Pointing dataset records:
----
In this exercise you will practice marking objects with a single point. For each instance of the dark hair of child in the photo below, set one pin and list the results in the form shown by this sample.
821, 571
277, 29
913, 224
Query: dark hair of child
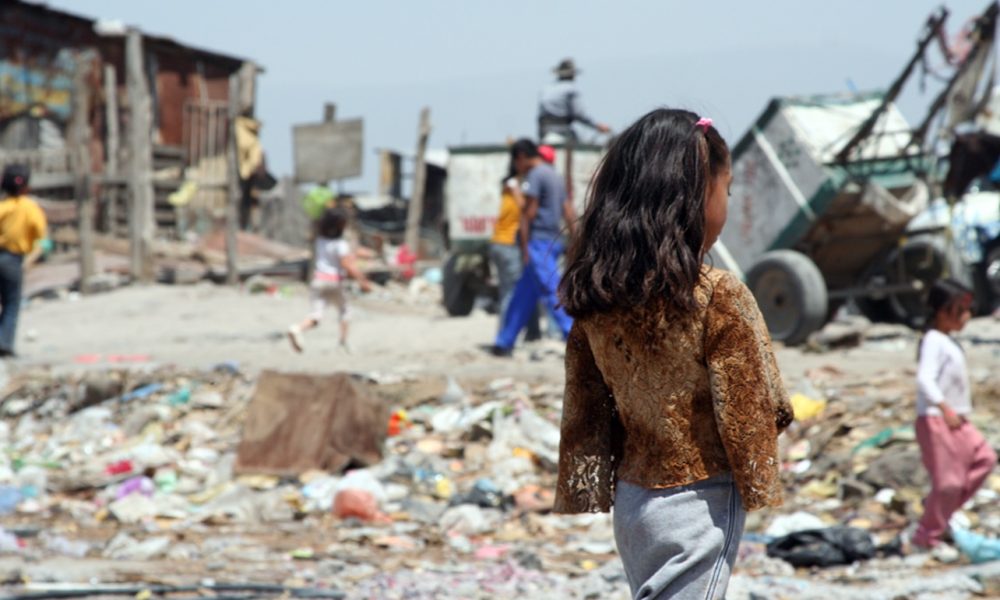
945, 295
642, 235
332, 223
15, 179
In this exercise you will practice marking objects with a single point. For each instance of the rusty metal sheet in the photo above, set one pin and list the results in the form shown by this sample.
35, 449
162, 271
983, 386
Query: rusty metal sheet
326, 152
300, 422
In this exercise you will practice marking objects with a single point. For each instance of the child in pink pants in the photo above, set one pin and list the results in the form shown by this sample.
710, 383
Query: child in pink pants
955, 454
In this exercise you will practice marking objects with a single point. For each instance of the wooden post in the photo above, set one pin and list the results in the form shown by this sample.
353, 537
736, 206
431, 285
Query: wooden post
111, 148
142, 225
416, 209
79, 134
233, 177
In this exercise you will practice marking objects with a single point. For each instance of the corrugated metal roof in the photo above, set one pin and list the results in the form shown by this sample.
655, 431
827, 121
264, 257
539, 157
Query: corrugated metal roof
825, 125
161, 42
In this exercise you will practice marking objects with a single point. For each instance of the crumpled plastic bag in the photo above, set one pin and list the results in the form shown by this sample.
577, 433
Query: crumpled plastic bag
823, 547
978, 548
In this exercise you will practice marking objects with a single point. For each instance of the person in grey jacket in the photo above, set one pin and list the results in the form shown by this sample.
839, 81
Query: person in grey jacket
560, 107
----
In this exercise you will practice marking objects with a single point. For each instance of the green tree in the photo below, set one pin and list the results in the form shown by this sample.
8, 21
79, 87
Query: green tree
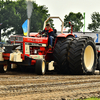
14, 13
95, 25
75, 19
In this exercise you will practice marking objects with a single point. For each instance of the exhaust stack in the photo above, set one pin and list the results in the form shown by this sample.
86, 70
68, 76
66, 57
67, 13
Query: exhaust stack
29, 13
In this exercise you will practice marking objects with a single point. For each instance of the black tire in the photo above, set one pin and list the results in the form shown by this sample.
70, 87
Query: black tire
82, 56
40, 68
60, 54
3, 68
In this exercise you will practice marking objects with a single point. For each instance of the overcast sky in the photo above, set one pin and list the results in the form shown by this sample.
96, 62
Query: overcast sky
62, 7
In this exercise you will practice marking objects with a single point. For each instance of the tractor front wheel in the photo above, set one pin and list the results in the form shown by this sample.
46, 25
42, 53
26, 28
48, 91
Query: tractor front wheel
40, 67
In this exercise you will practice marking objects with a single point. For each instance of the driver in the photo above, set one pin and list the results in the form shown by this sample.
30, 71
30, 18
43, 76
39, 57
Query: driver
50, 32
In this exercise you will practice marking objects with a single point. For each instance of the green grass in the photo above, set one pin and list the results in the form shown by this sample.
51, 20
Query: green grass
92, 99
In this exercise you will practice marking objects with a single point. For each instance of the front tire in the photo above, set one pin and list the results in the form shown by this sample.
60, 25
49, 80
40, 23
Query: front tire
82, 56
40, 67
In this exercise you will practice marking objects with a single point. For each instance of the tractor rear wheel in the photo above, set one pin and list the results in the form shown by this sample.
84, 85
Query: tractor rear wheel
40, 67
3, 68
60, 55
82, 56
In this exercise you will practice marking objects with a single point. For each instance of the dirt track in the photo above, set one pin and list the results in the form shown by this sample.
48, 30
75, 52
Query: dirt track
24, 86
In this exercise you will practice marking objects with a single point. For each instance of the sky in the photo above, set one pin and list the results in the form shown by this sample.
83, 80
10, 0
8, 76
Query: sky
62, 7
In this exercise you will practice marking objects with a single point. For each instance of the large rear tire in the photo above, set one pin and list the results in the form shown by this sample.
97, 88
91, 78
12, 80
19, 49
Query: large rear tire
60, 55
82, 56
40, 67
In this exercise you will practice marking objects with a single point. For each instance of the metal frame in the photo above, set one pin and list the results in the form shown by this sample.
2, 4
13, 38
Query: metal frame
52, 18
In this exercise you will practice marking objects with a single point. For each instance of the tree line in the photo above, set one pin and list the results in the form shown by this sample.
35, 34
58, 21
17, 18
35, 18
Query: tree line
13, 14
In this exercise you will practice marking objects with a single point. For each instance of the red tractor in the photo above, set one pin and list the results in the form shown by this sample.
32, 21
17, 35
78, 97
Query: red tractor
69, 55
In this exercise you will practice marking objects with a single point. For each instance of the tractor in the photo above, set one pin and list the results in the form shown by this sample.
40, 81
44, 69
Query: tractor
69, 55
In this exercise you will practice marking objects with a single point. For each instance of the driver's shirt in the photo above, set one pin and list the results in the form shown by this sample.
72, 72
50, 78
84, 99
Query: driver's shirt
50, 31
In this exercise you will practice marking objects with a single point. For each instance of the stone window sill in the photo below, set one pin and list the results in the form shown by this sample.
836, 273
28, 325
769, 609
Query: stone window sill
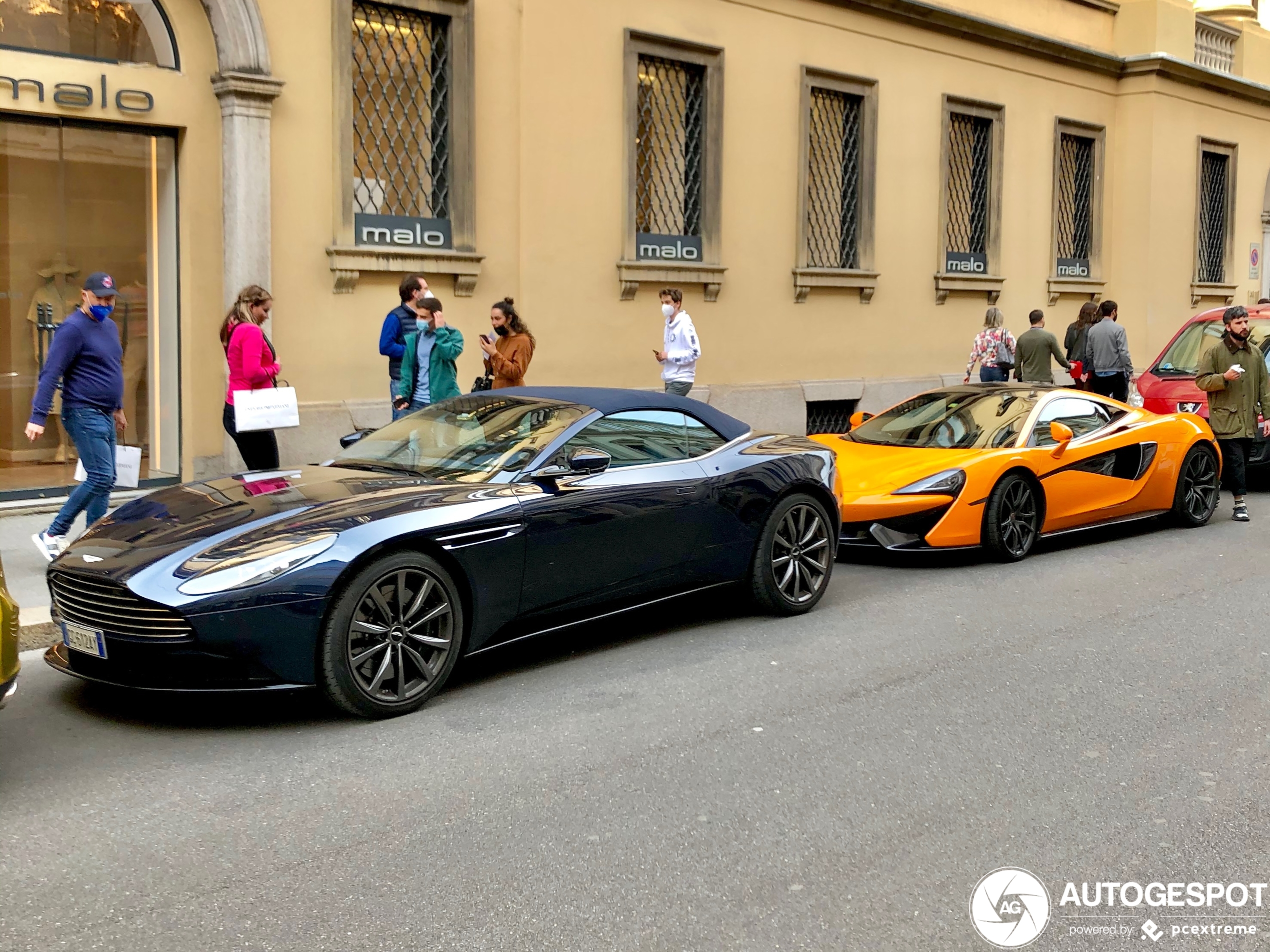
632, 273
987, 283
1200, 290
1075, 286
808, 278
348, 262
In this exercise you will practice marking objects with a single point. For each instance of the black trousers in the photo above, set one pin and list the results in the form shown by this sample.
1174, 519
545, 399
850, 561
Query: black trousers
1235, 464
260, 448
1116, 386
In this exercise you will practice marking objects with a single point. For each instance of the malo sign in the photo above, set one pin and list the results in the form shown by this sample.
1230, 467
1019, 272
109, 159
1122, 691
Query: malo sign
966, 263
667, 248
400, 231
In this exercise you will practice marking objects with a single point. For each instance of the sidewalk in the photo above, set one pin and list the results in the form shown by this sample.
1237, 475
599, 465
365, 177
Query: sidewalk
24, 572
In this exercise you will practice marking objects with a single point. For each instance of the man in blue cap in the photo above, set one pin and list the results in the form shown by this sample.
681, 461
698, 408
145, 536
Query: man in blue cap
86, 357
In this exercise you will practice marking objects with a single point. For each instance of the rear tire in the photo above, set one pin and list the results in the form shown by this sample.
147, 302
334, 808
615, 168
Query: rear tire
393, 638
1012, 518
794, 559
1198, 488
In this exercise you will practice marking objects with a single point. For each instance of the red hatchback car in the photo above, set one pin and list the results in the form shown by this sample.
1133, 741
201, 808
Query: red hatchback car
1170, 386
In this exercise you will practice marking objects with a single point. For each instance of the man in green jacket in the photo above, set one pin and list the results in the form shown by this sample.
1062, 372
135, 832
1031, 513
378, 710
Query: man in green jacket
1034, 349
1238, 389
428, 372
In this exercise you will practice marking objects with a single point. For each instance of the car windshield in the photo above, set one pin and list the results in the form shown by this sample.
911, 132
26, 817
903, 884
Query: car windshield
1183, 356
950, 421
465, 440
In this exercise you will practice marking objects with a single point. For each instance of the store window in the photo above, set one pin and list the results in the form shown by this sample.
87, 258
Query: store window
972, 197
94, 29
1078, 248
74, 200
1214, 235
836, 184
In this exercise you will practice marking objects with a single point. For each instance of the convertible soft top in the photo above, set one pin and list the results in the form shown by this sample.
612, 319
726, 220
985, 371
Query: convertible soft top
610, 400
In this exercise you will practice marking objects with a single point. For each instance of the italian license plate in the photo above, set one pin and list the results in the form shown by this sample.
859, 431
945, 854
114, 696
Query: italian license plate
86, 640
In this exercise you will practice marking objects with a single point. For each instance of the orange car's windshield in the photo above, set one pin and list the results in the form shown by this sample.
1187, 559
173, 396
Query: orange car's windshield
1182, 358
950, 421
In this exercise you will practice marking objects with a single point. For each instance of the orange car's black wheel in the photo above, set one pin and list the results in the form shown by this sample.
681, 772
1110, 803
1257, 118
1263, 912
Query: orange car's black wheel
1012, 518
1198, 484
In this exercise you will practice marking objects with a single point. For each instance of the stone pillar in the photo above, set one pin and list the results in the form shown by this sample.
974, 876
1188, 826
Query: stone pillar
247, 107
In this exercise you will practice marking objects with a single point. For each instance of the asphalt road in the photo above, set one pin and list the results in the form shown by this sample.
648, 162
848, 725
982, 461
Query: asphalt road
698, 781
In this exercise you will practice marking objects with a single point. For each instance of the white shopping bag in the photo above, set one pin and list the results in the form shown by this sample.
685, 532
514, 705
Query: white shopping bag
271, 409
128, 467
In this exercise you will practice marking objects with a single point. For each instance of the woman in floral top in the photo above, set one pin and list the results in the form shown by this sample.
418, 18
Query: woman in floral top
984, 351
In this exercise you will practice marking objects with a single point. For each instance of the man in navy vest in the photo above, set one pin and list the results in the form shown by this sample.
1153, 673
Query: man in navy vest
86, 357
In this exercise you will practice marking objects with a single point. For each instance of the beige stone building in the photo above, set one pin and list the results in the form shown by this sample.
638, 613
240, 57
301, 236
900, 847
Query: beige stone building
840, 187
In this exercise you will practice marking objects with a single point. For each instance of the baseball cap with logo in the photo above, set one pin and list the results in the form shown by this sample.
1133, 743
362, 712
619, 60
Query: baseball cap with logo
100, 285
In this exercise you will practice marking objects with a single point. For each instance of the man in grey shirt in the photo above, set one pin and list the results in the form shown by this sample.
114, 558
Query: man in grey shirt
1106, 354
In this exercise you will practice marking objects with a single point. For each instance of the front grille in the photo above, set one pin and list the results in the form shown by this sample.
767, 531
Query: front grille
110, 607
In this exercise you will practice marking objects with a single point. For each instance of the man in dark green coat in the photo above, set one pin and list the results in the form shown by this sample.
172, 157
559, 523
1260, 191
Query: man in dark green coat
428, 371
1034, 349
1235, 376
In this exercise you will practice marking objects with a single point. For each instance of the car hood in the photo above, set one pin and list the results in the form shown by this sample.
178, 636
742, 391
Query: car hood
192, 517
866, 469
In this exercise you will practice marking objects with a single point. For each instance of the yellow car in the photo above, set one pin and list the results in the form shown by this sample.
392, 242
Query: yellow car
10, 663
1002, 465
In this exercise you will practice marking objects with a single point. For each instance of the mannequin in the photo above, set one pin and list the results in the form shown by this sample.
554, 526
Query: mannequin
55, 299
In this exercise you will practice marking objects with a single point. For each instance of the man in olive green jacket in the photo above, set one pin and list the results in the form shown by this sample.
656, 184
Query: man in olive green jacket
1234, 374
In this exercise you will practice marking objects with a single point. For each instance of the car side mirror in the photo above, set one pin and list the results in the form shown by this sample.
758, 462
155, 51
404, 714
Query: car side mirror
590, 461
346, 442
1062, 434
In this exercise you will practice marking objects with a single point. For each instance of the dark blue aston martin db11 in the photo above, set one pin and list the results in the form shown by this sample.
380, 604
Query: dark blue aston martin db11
----
Reproduce the data above verbatim, from the line containing "the dark blue" through the line containing "Query: dark blue aston martin db11", including both of those lines.

In this exercise you will practice marking objects with a single point. For each instance of the dark blue aston martin db11 in the photo above, set one pin and list the results in the form shown by this sample.
380, 604
Query: dark blue aston martin db11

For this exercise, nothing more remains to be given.